# Source:
==============================

SCHULZ - blues
Le problème central de la vie – suite
Notre esprit est encombré au point d’être dans la confusion
et de tout compliquer. Quand l’esprit, n’est pas simple, on peut vouloir vivre
simplement, mais on ne vit pas vraiment dans la simplicité.
N’avoir que peu de biens matériels, ne signifie pas qu’on
est simple. Et, quand intérieurement on n’est pas simple, on n’est pas libre.
La liberté ne vient qu’avec la simplicité. De même, on ne peut être humble
quand on est attaché à des possessions ou à un statut social qui nous forcent à
agir suivant l’image que nous voulons avoir de nous-mêmes, à projeter cette
image dans nos actes et notre comportement. On ne peut appeler cela être libre.
De regarder jette en nous un trouble, car la peur étant en nous, notre regard
n’est pas libre. Ainsi, voyant une personne qui souffre, nous nous en
détournons. Bien des gens ne peuvent parler de la mort parce qu’ils la
craignent. Sans la liberté, on ne voit ni n’écoute vraiment. On se projette
dans des situations fictives. L’esprit conditionné et compliqué crée toutes
sortes d’images et de fantasmes. Il vit dans l’illusion et l’irréalité. Être
dans le réel implique l’existence de la solitude intérieure, inconditionnelle
et inconditionnée. La solitude physique n’entraîne pas forcément la solitude
psychologique, car on peut vivre dans celle-là et, à la vue de celle-ci, être
paniqué. Nous voyons donc maintenant pourquoi la liberté est le point central
de la vie; pourquoi elle en est l’élément vital. Peut-être avons-nous le
sentiment que la liberté serait un frein à l’appréciation de la vie, aux expériences
«sensationnelles». Encore une projection de l’esprit conditionné, qui ne sait
franchir ses propres limitations.

==============================

# Données brutes:
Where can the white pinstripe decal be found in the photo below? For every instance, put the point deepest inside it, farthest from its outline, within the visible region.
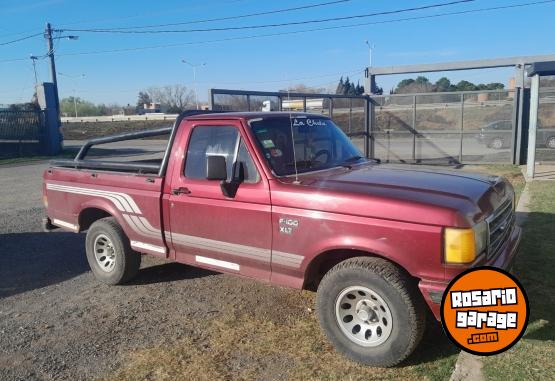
(140, 225)
(123, 201)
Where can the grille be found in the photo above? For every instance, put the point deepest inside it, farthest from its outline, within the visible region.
(500, 225)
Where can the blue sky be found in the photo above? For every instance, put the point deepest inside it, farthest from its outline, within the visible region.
(268, 63)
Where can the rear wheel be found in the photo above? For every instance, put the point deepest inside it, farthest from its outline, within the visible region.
(370, 311)
(109, 253)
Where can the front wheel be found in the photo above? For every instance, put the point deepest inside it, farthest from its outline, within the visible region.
(370, 311)
(109, 253)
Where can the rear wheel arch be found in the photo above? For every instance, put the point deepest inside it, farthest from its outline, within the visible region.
(325, 261)
(90, 215)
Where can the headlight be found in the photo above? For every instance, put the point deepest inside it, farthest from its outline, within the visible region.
(464, 245)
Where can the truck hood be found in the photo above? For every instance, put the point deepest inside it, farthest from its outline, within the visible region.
(406, 193)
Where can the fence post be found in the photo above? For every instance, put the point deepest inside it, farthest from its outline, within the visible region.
(461, 131)
(369, 146)
(211, 98)
(350, 114)
(414, 128)
(533, 126)
(47, 100)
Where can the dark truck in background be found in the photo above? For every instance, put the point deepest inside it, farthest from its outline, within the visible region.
(498, 135)
(286, 198)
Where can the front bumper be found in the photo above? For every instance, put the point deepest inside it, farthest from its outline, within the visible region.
(432, 291)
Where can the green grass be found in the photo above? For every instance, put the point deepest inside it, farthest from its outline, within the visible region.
(240, 346)
(534, 356)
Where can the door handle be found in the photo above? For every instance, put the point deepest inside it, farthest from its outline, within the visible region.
(180, 191)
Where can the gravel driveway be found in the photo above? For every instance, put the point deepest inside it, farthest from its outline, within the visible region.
(58, 322)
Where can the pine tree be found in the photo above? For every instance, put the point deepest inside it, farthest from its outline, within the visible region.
(347, 89)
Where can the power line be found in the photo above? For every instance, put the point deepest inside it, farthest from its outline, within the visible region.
(21, 39)
(122, 50)
(404, 10)
(437, 15)
(303, 7)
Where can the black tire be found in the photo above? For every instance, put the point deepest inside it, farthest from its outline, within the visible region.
(126, 261)
(400, 294)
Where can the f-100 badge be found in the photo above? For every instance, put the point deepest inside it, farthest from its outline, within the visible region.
(287, 225)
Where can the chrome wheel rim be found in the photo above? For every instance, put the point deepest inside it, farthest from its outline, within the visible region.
(104, 253)
(363, 316)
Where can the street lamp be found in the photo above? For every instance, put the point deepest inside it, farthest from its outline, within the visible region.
(74, 91)
(194, 66)
(34, 59)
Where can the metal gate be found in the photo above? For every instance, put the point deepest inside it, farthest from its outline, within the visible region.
(350, 113)
(21, 132)
(444, 128)
(472, 127)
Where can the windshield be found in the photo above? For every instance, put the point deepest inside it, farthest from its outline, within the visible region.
(319, 144)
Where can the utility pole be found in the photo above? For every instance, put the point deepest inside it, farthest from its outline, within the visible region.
(34, 59)
(370, 48)
(50, 53)
(194, 66)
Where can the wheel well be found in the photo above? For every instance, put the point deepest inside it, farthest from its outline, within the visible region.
(326, 260)
(88, 216)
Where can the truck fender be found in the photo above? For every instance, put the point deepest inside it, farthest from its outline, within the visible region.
(334, 250)
(100, 205)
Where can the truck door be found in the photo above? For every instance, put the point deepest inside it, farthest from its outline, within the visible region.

==============================

# Consigne:
Dans le texte sur la simplicité, recopiez le passage qui va de « SCHULZ - blues » à « dans la simplicité. » en remplaçant « simplicité » par « sobriété ». Ces données proviennent d’une autre source que le texte.

# Résultat:
SCHULZ - blues
Le problème central de la vie – suite
Notre esprit est encombré au point d’être dans la confusion
et de tout compliquer. Quand l’esprit, n’est pas simple, on peut vouloir vivre
simplement, mais on ne vit pas vraiment dans la sobriété.